_Stated problem_
Give back the line where "Drop a marker on every instance of the shallow" appears and all the lines after it until the listing ends, unchanged and with nothing else.

(Entries from a dataset)

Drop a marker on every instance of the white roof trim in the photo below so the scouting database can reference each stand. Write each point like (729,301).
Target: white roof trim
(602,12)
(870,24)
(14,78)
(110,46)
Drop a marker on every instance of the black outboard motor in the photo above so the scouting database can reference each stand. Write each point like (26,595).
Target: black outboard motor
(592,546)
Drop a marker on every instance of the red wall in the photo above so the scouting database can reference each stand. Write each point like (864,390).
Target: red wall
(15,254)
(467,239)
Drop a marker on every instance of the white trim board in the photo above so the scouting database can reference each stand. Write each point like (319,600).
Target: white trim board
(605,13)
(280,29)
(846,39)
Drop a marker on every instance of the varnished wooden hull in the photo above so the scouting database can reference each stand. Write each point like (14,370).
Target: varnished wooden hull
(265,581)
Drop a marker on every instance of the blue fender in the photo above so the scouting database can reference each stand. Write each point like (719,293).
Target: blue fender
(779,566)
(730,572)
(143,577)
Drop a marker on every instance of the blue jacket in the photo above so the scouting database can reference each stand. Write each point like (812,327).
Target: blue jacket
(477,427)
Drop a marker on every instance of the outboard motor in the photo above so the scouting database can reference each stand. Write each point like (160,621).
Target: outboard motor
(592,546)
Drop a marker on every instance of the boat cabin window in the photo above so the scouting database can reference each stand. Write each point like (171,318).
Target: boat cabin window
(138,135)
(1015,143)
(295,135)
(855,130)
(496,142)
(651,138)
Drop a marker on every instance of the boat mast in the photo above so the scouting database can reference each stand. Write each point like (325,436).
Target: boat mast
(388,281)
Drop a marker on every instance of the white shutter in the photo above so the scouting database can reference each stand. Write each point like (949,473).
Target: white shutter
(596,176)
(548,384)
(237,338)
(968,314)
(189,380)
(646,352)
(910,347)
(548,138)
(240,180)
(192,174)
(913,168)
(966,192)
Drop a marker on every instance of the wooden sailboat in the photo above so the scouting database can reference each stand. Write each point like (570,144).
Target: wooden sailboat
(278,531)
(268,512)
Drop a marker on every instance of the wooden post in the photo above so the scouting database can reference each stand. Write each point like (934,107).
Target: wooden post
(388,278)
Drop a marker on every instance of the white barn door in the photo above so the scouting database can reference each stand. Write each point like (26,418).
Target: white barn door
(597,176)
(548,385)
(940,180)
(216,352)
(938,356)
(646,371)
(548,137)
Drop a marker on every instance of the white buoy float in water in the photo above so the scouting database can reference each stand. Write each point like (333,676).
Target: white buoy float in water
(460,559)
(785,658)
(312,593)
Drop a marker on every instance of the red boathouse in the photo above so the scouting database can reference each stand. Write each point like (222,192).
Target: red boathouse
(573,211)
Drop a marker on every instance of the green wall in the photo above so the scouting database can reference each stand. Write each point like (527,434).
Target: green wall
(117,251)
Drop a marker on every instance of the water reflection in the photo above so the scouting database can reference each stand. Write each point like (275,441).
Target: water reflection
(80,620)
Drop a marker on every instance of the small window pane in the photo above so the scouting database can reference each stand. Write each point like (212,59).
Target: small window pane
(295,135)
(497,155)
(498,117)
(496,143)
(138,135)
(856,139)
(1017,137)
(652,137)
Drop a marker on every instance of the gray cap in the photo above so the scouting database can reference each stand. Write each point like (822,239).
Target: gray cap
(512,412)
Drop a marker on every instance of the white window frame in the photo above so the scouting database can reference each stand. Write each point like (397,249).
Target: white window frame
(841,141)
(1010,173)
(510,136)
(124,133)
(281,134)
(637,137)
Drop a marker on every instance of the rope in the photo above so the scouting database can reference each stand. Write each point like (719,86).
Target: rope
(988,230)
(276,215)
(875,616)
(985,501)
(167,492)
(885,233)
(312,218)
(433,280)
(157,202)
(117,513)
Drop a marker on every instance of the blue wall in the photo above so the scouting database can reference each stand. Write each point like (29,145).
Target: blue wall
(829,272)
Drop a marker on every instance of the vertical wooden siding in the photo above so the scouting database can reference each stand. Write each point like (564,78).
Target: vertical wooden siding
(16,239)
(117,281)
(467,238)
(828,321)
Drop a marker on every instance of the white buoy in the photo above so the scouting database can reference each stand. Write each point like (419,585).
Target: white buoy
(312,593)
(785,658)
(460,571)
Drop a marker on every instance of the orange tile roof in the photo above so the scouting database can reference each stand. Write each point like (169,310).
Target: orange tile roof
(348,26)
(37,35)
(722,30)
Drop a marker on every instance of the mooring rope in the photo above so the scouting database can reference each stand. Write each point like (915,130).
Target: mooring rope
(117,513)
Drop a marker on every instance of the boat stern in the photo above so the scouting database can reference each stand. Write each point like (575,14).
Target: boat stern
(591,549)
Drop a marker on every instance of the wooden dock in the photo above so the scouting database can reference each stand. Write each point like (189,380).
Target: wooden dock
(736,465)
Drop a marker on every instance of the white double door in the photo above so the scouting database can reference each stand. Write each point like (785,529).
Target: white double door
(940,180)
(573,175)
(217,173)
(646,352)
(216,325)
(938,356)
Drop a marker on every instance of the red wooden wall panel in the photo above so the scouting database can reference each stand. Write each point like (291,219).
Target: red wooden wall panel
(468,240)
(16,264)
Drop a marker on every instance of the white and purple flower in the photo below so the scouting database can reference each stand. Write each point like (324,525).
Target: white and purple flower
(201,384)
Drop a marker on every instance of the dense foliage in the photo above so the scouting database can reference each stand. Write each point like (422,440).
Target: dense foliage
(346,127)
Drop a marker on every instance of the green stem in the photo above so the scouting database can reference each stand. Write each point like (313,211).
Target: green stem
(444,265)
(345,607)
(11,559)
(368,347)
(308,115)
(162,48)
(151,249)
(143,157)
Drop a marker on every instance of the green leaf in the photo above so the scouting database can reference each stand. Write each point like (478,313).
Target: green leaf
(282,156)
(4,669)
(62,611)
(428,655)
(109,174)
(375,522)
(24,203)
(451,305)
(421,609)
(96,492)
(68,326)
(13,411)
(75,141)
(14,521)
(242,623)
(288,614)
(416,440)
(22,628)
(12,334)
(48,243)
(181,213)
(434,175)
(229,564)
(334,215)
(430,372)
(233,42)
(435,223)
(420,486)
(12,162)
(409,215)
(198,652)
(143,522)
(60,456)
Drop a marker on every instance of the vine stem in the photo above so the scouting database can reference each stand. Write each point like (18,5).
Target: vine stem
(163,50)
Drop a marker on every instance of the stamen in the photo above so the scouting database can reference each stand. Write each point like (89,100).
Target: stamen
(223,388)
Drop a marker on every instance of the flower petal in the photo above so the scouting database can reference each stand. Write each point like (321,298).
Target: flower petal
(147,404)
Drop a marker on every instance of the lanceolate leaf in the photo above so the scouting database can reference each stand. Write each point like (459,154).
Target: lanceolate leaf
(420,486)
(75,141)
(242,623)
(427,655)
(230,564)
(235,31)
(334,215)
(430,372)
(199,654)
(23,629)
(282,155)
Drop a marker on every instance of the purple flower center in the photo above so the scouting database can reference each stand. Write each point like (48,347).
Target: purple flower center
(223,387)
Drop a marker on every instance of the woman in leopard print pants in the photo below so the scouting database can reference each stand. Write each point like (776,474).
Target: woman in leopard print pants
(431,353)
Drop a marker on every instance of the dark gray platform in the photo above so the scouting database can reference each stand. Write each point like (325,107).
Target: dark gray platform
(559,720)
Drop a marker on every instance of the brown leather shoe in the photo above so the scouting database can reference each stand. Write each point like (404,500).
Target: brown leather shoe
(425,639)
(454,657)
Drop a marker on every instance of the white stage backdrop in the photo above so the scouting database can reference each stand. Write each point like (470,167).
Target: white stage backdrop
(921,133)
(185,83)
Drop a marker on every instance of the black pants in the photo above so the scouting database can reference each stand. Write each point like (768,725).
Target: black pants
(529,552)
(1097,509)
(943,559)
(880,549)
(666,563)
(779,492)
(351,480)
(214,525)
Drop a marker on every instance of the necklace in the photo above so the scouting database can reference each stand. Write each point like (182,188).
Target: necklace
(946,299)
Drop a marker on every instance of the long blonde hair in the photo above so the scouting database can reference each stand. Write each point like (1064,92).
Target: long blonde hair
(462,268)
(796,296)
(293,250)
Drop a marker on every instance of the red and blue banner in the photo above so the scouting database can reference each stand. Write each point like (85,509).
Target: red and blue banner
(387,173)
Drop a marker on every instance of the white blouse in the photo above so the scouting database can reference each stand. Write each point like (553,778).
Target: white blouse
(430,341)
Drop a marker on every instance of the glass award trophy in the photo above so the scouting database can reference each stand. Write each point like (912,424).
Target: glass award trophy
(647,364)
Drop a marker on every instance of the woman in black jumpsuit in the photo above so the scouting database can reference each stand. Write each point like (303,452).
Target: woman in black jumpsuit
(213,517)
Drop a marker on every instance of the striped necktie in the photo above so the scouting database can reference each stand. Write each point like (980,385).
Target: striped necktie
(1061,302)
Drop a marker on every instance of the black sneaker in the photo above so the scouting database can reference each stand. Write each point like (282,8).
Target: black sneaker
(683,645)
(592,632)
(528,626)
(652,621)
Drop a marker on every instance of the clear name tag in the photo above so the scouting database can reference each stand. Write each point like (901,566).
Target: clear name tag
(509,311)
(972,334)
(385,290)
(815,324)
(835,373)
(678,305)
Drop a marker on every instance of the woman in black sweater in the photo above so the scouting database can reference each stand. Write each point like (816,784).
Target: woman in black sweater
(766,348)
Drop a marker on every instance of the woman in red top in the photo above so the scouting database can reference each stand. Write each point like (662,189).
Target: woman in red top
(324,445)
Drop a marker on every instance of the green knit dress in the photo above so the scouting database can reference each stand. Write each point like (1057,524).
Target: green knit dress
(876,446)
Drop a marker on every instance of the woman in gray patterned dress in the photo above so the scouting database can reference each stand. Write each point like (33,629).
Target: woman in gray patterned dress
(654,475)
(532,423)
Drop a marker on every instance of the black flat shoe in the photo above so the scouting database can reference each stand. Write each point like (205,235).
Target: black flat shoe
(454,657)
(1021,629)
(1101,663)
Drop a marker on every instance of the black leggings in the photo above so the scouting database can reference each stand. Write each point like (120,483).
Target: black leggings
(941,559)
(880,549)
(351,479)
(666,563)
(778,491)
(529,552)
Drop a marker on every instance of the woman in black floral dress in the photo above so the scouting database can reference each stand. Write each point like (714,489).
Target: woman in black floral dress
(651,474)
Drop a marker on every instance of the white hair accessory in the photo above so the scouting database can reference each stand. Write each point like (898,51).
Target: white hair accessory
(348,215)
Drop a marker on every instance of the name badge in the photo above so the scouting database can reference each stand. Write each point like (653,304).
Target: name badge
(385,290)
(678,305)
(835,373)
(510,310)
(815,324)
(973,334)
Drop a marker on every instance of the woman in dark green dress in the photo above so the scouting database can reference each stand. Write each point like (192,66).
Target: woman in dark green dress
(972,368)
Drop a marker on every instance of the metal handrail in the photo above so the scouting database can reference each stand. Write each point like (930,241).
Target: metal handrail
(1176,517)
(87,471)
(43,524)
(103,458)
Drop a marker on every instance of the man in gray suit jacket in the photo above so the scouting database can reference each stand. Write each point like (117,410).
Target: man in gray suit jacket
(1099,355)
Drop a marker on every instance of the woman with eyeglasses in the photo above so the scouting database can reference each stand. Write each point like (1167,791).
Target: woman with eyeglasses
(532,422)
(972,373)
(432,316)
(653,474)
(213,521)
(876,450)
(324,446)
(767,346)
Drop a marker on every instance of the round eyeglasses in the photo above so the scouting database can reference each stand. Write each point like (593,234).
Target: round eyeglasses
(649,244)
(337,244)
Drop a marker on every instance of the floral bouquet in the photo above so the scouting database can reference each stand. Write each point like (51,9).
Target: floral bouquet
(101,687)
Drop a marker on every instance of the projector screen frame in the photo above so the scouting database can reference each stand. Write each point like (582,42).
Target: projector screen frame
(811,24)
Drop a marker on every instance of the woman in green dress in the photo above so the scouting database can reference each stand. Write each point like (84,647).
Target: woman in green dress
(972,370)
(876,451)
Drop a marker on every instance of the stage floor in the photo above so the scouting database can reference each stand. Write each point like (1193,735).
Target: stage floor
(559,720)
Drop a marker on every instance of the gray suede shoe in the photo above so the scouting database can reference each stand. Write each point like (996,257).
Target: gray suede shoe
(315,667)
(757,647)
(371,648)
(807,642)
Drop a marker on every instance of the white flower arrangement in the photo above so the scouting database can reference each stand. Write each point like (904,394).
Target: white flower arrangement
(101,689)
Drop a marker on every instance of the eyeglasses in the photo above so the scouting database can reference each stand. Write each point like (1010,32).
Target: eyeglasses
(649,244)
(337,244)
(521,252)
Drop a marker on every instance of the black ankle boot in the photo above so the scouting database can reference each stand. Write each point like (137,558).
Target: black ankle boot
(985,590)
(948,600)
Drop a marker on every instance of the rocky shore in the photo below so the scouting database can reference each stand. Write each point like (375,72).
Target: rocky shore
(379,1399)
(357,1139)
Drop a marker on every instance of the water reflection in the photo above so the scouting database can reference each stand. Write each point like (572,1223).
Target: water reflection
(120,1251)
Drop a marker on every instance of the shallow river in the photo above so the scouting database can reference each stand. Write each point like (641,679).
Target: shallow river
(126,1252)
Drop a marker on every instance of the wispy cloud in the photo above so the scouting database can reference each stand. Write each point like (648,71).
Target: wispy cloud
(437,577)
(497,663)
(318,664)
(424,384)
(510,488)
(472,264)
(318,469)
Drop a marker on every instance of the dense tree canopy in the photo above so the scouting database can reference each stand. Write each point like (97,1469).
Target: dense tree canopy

_Expected output_
Drop a marker on every instance of the shallow river in the photo above so the scouting database can reference each stand. Write each point like (641,679).
Target: shallow river
(126,1252)
Drop a marker on every instance of the wispy cloud in the photo above so the scouting database can reference each stand. Write each point like (648,71).
Target: wispy cloud
(437,577)
(497,663)
(318,664)
(424,384)
(510,488)
(472,264)
(318,469)
Drop a marker on every instance of the dense tree canopy in the photo above so the scouting database can reference each stand. Write each point like (97,1469).
Target: dense tree canopy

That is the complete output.